Der junge Mann ist "ein blonder schlanker, typisch preußisch aussehender Mensch, in der Art der jungen Bredows und Unruhs. Er macht Verbeugungen beim Herein- und Hinausgehn, Verbeugungen reicht man ihm eine Hand. (. . .) Geringe Beziehung zum Westen, Entwicklung auf naturwissenschaftlicher Basis". So beschreibt Thea Sternheim im Jahr 1917 den Dichter Gottfried Benn, der als Armeearzt in Brüssel stationiert und auf dem belgischen Landsitz der Sternheims zu Gast ist. Benn, aufgewachsen "unter Begriffen wie Gottes Zorn, Vaterland, Bereitschaft für den Staat zu sterben", stelle sich nicht gegen den Krieg - da er "einmal da" sei, müsse er "ausgekämpft" werden, "Milde" sei "in keiner Hinsicht am Platze". Dann fragt die Tagebuchschreiberin erstaunt: "Wie kommt sein Wortschatz so ins Blühen?"
Es ist die Frage aller Fragen, der Kern des Rätsels Gottfried Benn. Wie konnte ein Mann, dessen Talente als Liebhaber, Familienvater und Freund so mäßig, dessen politische und menschliche Einsichten so begrenzt waren, zu einem der großen Dichter deutscher Sprache werden? Woher nahm er seinen Ton, seinen Rhythmus, seine Worte? Benn selbst hat, wenn er über sein Schaffen Auskunft geben sollte, immer wieder vom "Geist" geraunt, den Reichen des "Gegenglücks", zu dem gewöhnliche Sterbliche keinen Zutritt hätten, "denn in meinem Haus kann man nicht landen, / in dem Haus muss man geboren sein". Zugleich aber war er Korpsstudent - sein linkes Augenlid hing als Folge einer Duellverletzung herab -, Facharzt für Geschlechtskrankheiten und bekennender Biertrinker, der mit Vorliebe Kriminal- und Abenteuerromane las, Zigaretten der Marke "Juno" rauchte und abends beim Pils in seiner Stammkneipe gern im "Spiegel" blätterte.

■ BEREITGESTELLTE ANGABEN:
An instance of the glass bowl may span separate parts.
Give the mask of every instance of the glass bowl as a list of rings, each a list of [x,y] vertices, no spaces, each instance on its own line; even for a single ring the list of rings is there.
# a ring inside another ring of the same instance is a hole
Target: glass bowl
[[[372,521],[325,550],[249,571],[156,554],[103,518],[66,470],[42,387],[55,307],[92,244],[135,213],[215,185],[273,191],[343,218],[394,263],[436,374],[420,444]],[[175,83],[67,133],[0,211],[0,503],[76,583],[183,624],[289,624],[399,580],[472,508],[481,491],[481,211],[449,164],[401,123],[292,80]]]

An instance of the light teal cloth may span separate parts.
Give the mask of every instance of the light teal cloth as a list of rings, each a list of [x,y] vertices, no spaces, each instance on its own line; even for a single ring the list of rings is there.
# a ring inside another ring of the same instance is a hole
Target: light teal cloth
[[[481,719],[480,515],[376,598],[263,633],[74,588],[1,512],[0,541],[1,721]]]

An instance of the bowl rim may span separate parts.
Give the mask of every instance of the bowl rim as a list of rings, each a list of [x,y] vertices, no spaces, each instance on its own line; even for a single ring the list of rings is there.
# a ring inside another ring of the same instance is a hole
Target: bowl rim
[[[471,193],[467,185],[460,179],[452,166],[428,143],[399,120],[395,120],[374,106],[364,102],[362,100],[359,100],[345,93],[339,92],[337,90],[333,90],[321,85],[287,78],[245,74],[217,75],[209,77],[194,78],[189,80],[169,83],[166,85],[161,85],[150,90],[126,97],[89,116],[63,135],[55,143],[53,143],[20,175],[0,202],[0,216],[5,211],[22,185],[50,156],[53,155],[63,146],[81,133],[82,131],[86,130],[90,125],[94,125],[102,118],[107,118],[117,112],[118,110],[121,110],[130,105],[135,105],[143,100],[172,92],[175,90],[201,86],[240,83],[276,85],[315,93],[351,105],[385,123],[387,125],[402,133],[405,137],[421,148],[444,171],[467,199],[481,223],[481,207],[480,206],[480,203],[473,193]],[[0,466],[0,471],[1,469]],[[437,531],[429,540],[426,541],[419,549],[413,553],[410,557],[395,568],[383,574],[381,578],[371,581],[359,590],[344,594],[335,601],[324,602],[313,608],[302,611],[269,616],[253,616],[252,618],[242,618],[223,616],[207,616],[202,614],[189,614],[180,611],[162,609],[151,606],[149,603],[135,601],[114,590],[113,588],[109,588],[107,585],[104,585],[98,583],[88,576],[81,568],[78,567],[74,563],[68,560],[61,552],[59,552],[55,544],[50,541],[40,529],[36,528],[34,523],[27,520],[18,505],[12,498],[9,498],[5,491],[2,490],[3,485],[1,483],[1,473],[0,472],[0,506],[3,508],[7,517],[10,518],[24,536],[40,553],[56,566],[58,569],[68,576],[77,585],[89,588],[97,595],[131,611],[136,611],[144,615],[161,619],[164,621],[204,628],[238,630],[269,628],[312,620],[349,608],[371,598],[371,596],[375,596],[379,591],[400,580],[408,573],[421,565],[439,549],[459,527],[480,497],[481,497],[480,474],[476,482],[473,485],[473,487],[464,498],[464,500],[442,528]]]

■ SCHRIFTLICHE AUFGABEN:
a – Stimmen diese Aussagen mit dem Auszug über Gottfried Benn überein? (i) Thea Sternheim beschreibt Benn im Jahr 1917. (ii) Benn war als Armeearzt in Paris stationiert. (iii) Benn rauchte Zigaretten der Marke „Juno“. Antworte jeweils mit Ja oder Nein und zitiere die entscheidenden Worte aus dem Auszug.
b – Zitiere aus der Auflistung die Zeilen von der Zeile mit „An instance of the bowl“ bis zur Zeile mit „Target: bowl rim“, beide eingeschlossen.
Der Auszug und die Auflistung stehen in keinem Zusammenhang.

■ LÖSUNGEN:
a –
(i) Ja: „So beschreibt Thea Sternheim im Jahr 1917 den Dichter Gottfried Benn“
(ii) Nein: „der als Armeearzt in Brüssel stationiert“
(iii) Ja: „Zigaretten der Marke "Juno" rauchte“

b –
An instance of the bowl rim may span separate parts.
Give the mask of every instance of the bowl rim as a list of rings, each a list of [x,y] vertices, no spaces, each instance on its own line; even for a single ring the list of rings is there.
# a ring inside another ring of the same instance is a hole
Target: bowl rim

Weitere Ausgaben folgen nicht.